→ **THE EXERCISE**: In the data, replace "baseboard" with "skirting board" and reproduce every line with nothing else changed.

→ **INPUT DATA**:
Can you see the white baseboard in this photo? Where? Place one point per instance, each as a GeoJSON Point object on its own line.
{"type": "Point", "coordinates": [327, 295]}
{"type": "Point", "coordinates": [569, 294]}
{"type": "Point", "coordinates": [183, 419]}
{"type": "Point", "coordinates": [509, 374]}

→ **REPLY TO THE EXERCISE**:
Can you see the white skirting board in this photo? Where? Place one point per instance, each as a GeoJSON Point object on its own line.
{"type": "Point", "coordinates": [327, 295]}
{"type": "Point", "coordinates": [569, 294]}
{"type": "Point", "coordinates": [183, 419]}
{"type": "Point", "coordinates": [509, 374]}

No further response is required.